--- start LISTING ---
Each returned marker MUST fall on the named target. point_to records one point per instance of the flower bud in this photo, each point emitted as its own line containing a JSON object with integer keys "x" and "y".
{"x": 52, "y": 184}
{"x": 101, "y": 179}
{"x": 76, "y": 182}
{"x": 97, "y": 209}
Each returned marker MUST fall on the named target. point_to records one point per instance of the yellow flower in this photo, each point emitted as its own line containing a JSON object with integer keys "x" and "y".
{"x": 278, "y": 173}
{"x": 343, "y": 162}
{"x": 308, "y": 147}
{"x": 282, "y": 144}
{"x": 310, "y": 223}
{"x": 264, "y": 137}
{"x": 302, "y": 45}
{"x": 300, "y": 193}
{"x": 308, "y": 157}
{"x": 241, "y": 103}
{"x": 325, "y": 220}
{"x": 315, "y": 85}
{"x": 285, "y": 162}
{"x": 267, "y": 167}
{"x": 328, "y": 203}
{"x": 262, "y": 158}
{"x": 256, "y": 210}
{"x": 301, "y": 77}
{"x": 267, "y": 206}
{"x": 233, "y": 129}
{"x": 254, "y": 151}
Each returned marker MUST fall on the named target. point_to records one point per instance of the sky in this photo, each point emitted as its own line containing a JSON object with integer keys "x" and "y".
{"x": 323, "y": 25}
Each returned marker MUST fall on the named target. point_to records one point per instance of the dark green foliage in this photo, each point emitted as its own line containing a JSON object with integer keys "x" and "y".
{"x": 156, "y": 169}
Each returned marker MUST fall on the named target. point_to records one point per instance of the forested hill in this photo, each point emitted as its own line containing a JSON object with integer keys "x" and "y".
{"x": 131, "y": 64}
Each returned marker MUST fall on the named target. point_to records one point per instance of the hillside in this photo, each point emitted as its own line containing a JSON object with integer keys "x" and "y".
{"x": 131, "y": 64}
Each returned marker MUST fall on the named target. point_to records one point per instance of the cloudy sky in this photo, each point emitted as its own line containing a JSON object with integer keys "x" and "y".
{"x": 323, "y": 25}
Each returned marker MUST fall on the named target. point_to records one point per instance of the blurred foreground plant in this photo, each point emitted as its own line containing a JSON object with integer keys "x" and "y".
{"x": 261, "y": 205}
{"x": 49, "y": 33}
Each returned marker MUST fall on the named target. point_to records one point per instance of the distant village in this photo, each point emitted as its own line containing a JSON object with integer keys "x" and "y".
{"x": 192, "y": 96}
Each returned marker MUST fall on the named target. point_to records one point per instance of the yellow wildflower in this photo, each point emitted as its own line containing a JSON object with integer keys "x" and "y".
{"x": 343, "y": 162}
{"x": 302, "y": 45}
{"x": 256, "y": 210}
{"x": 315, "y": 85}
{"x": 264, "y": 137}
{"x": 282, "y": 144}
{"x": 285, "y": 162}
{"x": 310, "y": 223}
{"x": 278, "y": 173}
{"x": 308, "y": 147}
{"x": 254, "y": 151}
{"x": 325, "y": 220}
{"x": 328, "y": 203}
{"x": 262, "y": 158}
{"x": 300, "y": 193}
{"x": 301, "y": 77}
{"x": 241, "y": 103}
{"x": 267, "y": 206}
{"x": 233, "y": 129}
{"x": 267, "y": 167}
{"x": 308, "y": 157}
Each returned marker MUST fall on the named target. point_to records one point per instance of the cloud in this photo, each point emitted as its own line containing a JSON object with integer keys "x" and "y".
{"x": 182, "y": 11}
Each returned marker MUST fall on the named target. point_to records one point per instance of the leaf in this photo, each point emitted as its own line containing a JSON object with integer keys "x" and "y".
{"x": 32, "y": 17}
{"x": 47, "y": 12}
--- end LISTING ---
### TASK DESCRIPTION
Format every line of the rows above as a numbered list, leaving out any blank lines.

### SOLUTION
1. Each returned marker MUST fall on the named target. point_to records one point per instance of the flower bud in this photo, each point emitted as its own line containing a JSON object with integer keys "x" and "y".
2. {"x": 52, "y": 184}
3. {"x": 101, "y": 179}
4. {"x": 76, "y": 182}
5. {"x": 97, "y": 209}
6. Each returned marker MUST fall on the named target. point_to records one point per instance of the yellow flower in this photo, each point emitted as its own line containing a JSON object with integer keys "x" and "y".
7. {"x": 278, "y": 173}
8. {"x": 343, "y": 162}
9. {"x": 308, "y": 147}
10. {"x": 282, "y": 144}
11. {"x": 310, "y": 223}
12. {"x": 264, "y": 137}
13. {"x": 302, "y": 45}
14. {"x": 300, "y": 193}
15. {"x": 308, "y": 157}
16. {"x": 241, "y": 103}
17. {"x": 325, "y": 220}
18. {"x": 315, "y": 85}
19. {"x": 285, "y": 162}
20. {"x": 267, "y": 167}
21. {"x": 328, "y": 203}
22. {"x": 262, "y": 158}
23. {"x": 256, "y": 210}
24. {"x": 301, "y": 77}
25. {"x": 267, "y": 206}
26. {"x": 233, "y": 129}
27. {"x": 254, "y": 151}
28. Each returned marker MUST fall on the named target. point_to records one point per instance of the sky in this photo, each point emitted as its own line containing a JSON object with integer keys "x" and "y".
29. {"x": 323, "y": 25}
30. Each returned marker MUST fall on the named target. point_to records one point per instance of the dark green foliage in this photo, each point emitted as its own line containing a JSON object with integer keys "x" and "y".
31. {"x": 156, "y": 169}
32. Each returned marker MUST fall on the named target. point_to records one point per instance of the forested hill in this photo, each point emitted as its own line containing a JSON object with integer keys "x" and "y".
33. {"x": 131, "y": 64}
34. Each returned marker MUST fall on the named target. point_to records one point per instance of the hillside in this photo, each point emitted as its own line containing a JSON object with integer keys "x" and "y".
35. {"x": 131, "y": 64}
36. Each returned marker MUST fall on the named target. point_to records one point per instance of the cloudy sky in this photo, each point emitted as its own line containing a JSON object with integer keys "x" and "y".
37. {"x": 323, "y": 25}
38. Each returned marker MUST fall on the named target. point_to records one point per instance of the blurred foreground plant in this photo, each point emitted as its own line containing a JSON object with integer keys "x" and "y".
39. {"x": 261, "y": 205}
40. {"x": 49, "y": 33}
41. Each returned marker MUST fall on the named target. point_to records one point per instance of the distant village in this photo, each point emitted as its own line containing a JSON object with integer keys "x" and "y".
42. {"x": 192, "y": 96}
43. Each returned marker MUST fall on the named target. point_to records one point per instance of the yellow wildflower in this photo, each point emitted as its own line containing a JSON object with integer keys "x" and "y".
44. {"x": 343, "y": 162}
45. {"x": 302, "y": 45}
46. {"x": 256, "y": 210}
47. {"x": 315, "y": 85}
48. {"x": 264, "y": 137}
49. {"x": 282, "y": 144}
50. {"x": 285, "y": 162}
51. {"x": 310, "y": 223}
52. {"x": 278, "y": 173}
53. {"x": 308, "y": 147}
54. {"x": 254, "y": 151}
55. {"x": 325, "y": 220}
56. {"x": 328, "y": 203}
57. {"x": 262, "y": 158}
58. {"x": 300, "y": 193}
59. {"x": 301, "y": 77}
60. {"x": 241, "y": 103}
61. {"x": 267, "y": 206}
62. {"x": 233, "y": 129}
63. {"x": 267, "y": 167}
64. {"x": 308, "y": 157}
65. Each returned marker MUST fall on the named target. point_to records one point per instance of the cloud in this photo, each point emitted as its own line containing a JSON object with integer keys "x" and "y".
66. {"x": 182, "y": 11}
67. Each returned marker MUST fall on the named target. point_to records one point per instance of the leaf in this photo, each point emitted as its own line containing a JSON object with integer keys "x" and "y".
68. {"x": 32, "y": 17}
69. {"x": 47, "y": 12}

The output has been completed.